*** SUPPLIED PASSAGE

Sources of Truth: A single source of truth means that when specific knowledge changes, only one location requires modification. The system then derives all related behavior, data, or outputs from that single definition.

# Single source of truth for user status definitions
class User
  STATUSES = {
    active: { code: 'ACT', description: 'Active user', ui_class: 'status-active' },
    suspended: { code: 'SUS', description: 'Suspended user', ui_class: 'status-warning' },
    deleted: { code: 'DEL', description: 'Deleted user', ui_class: 'status-danger' }
  }.freeze

  def status_code
    STATUSES[status][:code]
  end

  def status_label
    STATUSES[status][:description]
  end
end

Levels of Abstraction: DRY operates at multiple abstraction levels. At the code level, it prevents duplicate functions or methods. At the data level, it eliminates redundant storage. At the system level, it avoids duplicate services or components. At the architecture level, it prevents multiple systems maintaining the same knowledge.

******
*** DATASET

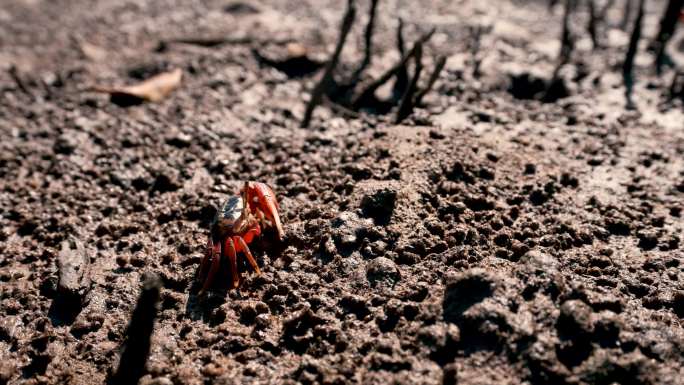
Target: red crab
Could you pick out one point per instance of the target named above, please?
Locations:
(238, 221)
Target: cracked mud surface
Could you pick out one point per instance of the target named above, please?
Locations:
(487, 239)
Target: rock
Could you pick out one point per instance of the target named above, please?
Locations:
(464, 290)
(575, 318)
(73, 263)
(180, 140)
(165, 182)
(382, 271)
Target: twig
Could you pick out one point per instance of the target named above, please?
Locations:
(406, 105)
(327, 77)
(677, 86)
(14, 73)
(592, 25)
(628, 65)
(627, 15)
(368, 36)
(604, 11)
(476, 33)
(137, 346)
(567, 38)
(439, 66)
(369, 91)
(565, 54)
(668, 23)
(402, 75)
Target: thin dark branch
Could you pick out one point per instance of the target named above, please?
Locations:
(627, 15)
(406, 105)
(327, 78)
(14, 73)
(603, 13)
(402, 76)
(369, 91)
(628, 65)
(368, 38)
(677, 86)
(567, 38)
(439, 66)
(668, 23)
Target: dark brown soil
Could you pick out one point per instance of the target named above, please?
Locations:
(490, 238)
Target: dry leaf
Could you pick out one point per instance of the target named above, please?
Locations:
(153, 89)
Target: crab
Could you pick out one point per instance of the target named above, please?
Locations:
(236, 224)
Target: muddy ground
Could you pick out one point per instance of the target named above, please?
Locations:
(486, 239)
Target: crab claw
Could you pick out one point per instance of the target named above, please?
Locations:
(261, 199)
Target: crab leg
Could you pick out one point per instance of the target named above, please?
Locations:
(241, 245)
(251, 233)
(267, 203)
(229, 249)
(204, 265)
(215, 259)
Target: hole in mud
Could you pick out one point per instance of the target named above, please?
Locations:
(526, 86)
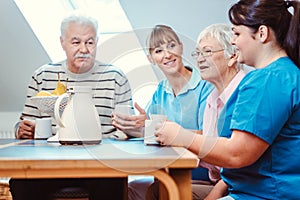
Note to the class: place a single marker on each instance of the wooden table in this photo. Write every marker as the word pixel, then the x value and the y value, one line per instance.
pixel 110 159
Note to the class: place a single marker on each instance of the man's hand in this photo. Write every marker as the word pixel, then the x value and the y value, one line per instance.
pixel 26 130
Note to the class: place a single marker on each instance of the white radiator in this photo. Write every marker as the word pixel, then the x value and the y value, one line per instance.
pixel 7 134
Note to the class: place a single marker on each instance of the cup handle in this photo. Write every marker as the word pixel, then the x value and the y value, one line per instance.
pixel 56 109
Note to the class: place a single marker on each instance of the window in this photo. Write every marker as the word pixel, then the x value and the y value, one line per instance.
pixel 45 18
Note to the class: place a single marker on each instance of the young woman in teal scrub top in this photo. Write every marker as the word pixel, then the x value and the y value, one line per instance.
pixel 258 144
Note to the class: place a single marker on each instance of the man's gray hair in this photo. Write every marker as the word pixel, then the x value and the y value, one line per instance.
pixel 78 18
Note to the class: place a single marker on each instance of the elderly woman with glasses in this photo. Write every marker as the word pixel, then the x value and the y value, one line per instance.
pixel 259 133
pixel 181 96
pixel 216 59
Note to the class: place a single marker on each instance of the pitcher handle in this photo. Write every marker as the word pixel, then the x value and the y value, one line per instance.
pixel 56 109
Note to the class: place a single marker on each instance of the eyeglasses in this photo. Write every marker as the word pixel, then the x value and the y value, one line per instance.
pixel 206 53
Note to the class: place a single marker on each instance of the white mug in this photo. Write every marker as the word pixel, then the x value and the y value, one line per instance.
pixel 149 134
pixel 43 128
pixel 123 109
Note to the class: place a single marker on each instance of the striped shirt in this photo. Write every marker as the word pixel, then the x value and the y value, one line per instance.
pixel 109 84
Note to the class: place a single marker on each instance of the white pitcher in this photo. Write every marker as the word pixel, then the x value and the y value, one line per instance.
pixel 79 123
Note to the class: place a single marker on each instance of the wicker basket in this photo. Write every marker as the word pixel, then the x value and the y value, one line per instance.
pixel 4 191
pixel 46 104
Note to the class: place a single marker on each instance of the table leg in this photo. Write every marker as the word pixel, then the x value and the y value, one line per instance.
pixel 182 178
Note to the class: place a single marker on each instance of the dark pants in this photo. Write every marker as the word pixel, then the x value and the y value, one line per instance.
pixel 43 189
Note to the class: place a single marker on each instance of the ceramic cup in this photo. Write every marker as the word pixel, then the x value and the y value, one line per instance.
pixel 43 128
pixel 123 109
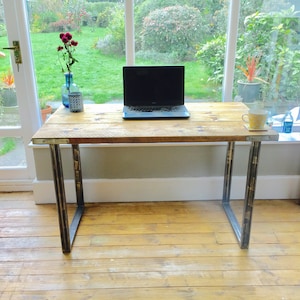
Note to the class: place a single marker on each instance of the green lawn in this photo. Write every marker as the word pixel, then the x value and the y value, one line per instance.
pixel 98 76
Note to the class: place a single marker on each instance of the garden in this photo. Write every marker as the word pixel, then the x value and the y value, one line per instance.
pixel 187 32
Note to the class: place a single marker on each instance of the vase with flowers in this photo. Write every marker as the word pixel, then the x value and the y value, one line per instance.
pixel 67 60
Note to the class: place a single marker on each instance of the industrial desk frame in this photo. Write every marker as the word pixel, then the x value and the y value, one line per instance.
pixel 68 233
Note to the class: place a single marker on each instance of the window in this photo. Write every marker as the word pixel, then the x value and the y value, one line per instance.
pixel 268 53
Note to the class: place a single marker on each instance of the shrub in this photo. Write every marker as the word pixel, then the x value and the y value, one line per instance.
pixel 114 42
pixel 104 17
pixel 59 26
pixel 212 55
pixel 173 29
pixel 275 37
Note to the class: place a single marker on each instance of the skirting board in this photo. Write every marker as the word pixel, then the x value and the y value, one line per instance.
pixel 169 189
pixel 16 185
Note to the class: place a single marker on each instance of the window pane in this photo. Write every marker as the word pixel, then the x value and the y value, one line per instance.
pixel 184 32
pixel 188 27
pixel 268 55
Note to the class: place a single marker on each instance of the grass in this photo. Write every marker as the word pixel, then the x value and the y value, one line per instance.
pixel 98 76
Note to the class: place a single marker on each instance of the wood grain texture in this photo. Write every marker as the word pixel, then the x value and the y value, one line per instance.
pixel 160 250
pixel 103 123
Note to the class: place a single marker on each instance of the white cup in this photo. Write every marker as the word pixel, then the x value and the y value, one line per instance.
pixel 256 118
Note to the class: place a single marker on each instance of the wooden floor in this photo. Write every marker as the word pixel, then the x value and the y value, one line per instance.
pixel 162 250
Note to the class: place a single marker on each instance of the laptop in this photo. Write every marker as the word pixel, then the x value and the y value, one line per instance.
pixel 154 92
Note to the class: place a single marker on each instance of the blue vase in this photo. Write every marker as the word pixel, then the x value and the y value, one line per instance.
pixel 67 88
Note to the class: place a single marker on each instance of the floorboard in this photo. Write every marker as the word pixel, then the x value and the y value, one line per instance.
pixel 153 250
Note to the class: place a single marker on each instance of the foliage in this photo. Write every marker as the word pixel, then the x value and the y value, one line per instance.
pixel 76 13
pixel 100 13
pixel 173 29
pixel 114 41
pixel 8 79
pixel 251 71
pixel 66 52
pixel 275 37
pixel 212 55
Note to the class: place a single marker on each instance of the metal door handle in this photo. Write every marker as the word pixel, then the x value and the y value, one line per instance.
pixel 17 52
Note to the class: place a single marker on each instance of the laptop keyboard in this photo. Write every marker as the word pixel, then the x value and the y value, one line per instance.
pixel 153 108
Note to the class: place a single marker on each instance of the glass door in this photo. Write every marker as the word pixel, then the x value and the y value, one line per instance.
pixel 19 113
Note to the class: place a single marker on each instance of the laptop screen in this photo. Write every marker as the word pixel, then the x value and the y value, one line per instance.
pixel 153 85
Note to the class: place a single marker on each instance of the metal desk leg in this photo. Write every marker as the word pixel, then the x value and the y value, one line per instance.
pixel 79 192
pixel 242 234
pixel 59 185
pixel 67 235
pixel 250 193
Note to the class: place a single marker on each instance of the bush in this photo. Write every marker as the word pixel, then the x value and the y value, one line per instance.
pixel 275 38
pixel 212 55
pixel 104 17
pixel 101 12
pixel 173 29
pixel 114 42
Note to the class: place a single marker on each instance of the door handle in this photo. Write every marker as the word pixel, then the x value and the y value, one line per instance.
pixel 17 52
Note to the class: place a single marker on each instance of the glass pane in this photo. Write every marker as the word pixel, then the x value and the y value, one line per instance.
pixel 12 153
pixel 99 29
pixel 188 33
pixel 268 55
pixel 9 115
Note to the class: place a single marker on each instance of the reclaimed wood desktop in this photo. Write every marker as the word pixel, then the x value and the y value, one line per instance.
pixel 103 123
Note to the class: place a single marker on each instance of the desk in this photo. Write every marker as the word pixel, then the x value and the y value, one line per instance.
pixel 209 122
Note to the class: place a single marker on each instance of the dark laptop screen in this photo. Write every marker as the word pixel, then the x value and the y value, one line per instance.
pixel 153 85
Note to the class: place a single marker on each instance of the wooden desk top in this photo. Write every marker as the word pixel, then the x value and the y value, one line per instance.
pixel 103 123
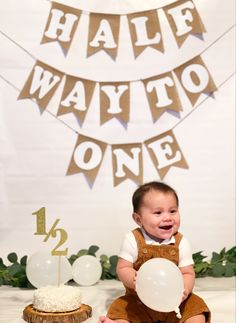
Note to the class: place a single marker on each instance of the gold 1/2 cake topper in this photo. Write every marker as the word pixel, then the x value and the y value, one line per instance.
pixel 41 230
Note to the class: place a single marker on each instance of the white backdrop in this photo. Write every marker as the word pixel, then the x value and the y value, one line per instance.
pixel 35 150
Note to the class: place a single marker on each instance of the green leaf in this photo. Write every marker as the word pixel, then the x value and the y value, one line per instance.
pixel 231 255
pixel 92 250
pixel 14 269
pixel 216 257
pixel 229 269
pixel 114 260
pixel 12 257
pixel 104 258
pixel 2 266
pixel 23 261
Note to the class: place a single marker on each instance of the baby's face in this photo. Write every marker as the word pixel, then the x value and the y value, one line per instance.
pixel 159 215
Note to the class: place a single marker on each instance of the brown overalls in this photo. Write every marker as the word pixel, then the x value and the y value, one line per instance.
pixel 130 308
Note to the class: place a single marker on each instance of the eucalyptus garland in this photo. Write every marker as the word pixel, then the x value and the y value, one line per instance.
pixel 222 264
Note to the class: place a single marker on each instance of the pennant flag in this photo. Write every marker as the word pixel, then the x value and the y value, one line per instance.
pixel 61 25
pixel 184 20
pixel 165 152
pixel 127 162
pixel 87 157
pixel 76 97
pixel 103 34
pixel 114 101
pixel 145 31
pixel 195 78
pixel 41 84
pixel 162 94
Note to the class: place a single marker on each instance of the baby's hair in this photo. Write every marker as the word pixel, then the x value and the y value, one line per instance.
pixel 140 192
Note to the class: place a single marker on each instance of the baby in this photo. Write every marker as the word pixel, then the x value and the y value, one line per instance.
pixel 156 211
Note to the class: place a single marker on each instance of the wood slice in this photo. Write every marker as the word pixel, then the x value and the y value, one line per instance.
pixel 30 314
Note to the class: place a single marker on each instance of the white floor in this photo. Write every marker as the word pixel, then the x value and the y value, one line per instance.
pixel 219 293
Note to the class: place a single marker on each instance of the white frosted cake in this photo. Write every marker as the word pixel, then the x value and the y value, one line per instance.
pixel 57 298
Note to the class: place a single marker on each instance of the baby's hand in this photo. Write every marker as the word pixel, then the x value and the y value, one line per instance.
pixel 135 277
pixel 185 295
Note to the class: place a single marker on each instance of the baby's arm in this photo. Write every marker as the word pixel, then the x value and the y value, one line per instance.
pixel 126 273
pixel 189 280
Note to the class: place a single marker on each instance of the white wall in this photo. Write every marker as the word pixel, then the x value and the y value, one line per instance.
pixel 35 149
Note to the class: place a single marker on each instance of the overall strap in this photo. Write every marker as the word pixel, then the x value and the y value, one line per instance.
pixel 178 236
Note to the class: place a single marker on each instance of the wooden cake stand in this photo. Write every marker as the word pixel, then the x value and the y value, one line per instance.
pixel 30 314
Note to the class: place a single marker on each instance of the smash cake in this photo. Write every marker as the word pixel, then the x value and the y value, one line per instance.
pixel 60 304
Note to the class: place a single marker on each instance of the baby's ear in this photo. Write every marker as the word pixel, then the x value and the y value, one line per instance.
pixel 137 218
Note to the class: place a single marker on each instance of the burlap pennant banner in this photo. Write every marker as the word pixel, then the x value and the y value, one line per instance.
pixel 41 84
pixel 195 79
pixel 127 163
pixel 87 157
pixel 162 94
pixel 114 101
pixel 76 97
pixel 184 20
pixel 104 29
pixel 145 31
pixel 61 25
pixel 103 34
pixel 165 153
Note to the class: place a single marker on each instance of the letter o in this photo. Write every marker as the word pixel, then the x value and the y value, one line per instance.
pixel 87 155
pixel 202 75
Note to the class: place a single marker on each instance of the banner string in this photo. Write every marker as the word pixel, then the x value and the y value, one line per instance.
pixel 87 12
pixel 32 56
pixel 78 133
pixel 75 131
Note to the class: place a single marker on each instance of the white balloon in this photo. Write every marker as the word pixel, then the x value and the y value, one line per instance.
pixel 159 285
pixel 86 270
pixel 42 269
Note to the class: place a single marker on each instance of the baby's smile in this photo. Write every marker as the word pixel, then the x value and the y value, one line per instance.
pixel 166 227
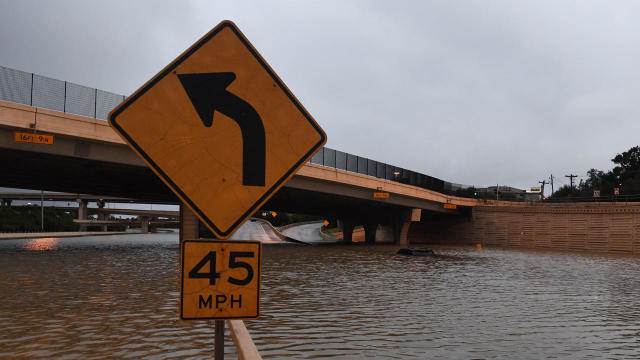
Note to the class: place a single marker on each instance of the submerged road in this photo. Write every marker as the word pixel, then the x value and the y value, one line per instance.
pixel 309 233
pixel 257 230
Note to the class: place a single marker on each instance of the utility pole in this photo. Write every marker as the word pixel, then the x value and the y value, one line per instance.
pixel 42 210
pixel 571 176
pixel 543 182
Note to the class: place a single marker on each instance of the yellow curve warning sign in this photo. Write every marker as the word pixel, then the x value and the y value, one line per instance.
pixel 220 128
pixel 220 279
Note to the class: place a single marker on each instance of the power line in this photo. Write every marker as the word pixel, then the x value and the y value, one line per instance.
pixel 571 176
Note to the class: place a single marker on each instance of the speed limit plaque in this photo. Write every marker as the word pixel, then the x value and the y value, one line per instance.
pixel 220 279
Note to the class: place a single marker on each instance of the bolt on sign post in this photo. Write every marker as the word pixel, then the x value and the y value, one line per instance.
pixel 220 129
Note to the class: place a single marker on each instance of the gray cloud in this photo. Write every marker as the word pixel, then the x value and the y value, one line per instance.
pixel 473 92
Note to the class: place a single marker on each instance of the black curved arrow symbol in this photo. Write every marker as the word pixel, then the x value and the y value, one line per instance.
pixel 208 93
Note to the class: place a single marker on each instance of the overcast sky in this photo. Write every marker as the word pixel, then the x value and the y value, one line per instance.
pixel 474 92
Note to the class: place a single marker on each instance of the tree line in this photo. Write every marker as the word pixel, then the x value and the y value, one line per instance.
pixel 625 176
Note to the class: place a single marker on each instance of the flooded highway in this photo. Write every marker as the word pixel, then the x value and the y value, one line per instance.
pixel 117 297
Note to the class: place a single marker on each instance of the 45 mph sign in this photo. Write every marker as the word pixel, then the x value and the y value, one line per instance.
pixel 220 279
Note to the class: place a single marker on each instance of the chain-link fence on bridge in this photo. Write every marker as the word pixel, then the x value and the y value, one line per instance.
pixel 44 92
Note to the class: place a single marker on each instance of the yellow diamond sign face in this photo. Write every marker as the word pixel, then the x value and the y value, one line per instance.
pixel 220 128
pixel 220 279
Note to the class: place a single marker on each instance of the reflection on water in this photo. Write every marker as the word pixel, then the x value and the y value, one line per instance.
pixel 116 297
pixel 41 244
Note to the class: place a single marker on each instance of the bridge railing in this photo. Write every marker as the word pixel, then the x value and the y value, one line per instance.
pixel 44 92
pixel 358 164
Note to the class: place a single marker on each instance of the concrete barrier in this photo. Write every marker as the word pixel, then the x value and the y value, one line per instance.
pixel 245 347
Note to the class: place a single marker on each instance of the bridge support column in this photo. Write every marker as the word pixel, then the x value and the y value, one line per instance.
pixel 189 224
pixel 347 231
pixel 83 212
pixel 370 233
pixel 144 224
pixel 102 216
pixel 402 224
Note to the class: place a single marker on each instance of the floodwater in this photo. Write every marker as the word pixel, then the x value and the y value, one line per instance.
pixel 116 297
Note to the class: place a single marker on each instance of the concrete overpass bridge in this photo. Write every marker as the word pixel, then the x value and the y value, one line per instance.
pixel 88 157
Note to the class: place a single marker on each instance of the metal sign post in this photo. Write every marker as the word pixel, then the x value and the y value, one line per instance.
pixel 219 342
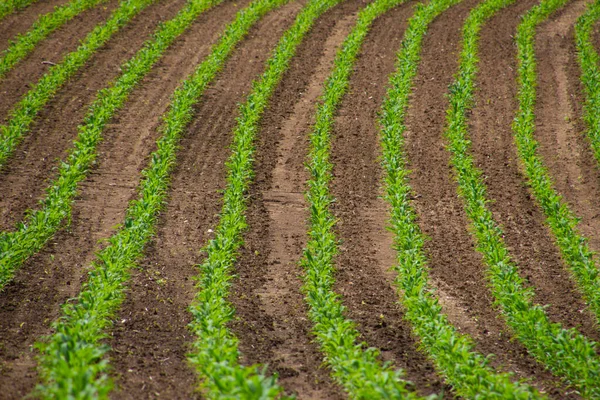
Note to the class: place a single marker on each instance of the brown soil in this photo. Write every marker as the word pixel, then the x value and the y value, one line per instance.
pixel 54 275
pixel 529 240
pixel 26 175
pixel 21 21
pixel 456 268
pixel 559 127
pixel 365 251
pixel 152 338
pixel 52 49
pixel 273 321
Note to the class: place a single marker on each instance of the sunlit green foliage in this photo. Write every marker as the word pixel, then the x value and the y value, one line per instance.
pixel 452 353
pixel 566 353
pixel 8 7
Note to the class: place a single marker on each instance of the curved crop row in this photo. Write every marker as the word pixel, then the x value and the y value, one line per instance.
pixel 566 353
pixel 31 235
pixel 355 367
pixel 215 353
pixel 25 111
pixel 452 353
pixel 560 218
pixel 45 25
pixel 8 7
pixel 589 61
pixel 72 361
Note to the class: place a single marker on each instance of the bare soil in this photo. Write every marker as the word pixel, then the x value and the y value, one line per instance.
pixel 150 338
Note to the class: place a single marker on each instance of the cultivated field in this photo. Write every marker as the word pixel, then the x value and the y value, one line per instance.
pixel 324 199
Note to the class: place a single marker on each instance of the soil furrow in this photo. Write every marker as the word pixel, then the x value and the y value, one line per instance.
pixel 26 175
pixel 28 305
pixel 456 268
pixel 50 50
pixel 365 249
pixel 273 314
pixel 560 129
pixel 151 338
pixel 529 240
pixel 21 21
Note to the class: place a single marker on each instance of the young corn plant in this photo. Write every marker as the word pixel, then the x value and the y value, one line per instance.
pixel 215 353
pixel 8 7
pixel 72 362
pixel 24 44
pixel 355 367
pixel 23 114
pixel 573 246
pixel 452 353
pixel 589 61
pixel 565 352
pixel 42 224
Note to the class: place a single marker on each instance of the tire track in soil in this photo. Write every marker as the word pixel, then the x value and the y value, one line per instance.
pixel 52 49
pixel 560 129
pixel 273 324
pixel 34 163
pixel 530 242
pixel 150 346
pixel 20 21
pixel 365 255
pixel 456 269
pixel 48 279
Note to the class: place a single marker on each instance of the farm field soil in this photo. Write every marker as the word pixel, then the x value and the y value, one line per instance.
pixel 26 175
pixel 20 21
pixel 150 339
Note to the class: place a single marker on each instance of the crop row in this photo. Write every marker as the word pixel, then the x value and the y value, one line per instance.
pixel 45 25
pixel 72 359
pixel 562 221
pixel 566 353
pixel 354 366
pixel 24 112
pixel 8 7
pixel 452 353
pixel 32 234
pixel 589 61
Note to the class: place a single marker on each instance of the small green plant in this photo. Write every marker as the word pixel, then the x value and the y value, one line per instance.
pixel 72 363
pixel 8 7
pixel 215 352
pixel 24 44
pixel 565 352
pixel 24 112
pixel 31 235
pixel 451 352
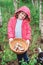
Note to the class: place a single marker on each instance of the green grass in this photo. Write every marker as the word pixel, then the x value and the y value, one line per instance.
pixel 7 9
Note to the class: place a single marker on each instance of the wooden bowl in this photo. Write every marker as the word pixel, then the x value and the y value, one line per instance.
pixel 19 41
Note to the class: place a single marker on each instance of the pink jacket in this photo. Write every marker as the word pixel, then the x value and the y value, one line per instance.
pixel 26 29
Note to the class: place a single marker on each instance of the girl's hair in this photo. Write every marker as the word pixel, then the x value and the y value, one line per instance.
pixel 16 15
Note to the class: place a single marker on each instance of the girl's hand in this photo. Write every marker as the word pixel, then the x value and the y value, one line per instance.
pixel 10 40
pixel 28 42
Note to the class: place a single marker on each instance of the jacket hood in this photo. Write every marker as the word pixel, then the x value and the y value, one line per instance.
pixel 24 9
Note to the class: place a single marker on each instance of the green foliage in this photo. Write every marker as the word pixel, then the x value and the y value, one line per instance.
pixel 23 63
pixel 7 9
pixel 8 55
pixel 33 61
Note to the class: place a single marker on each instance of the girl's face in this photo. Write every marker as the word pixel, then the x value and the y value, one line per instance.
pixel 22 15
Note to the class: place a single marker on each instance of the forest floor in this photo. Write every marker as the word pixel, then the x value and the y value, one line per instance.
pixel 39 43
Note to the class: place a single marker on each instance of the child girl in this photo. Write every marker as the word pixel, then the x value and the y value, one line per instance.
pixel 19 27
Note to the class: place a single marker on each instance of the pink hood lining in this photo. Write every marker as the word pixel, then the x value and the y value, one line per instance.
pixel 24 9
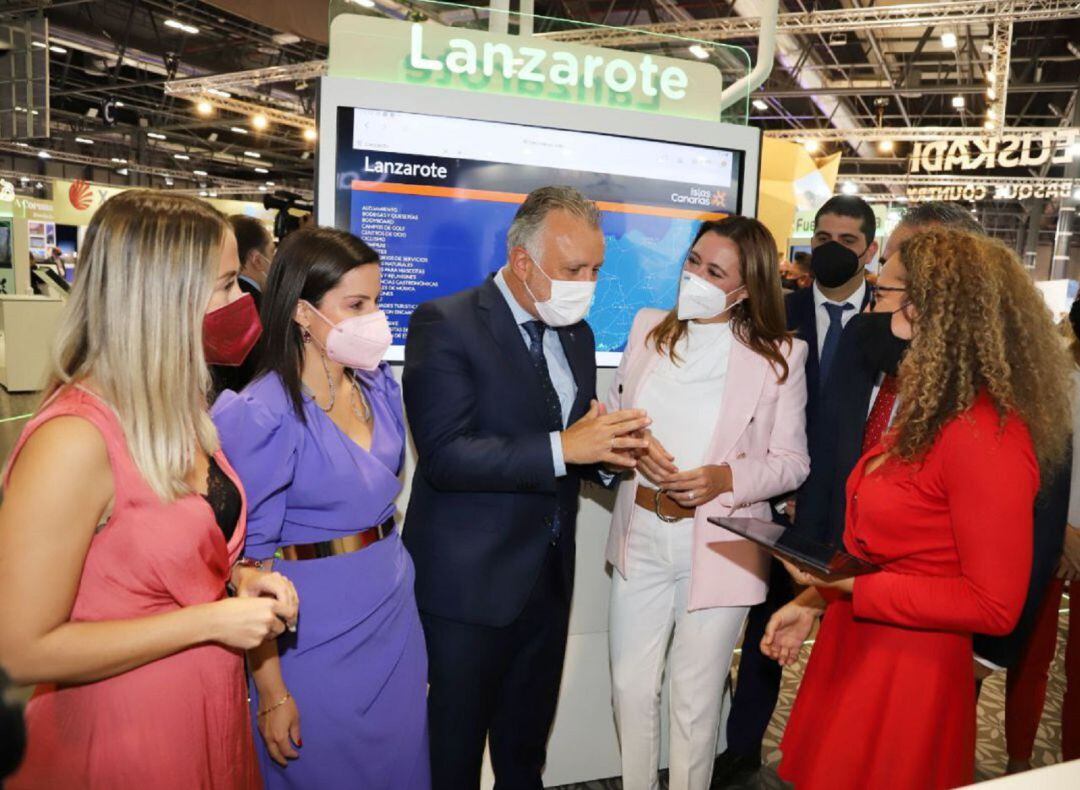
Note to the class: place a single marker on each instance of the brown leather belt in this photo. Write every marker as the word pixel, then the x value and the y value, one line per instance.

******

PROBLEMS.
1. Output, word for word, the part of the passage on single sources of truth that opens with the words containing "def status_code" and closes with "the same knowledge.".
2. Go on with the passage on single sources of truth, picking up right after its last sentence.

ANSWERS TO THE EXERCISES.
1.
def status_code
    STATUSES[status][:code]
  end

  def status_label
    STATUSES[status][:description]
  end
end

Levels of Abstraction: DRY operates at multiple abstraction levels. At the code level, it prevents duplicate functions or methods. At the data level, it eliminates redundant storage. At the system level, it avoids duplicate services or components. At the architecture level, it prevents multiple systems maintaining the same knowledge.

2.
Derived Information: Information derived from other data should not be stored redundantly. Calculate derived values on demand or cache them with explicit invalidation mechanisms. Storing derived data creates synchronization requirements and violates DRY principles.

# DRY violation: storing derived data
class Order
  attr_accessor :items, :total_price  # total_price is derived from items

  def add_item(item)
    items << item
    self.total_price += item.price  # Manual synchronization required
  end
end

# DRY compliant: calculate on demand
class Order
  attr_reader :items

  def add_item(item)
    items << item
  end

  def total_price
    items.sum(&:price)
  end
end

Documentation and Code: Comments that explain what code does duplicate knowledge already expressed in the code itself. Comments should explain why decisions were made, not restate what the code does. When code changes but comments remain unchanged, documentation becomes incorrect.

Configuration and Defaults: Default values, connection strings, and environment-specific settings should exist in single configuration locations. Hardcoding these values throughout the codebase creates maintenance nightmares during deployment or infrastructure changes.

Ruby Implementation

Ruby provides multiple mechanisms for implementing DRY principles through its object-oriented features, metaprogramming capabilities, and module system.

Modules for Shared Behavior: Modules encapsulate reusable behavior that multiple classes share. Unlike inheritance, modules allow composition of functionality without rigid class hierarchies.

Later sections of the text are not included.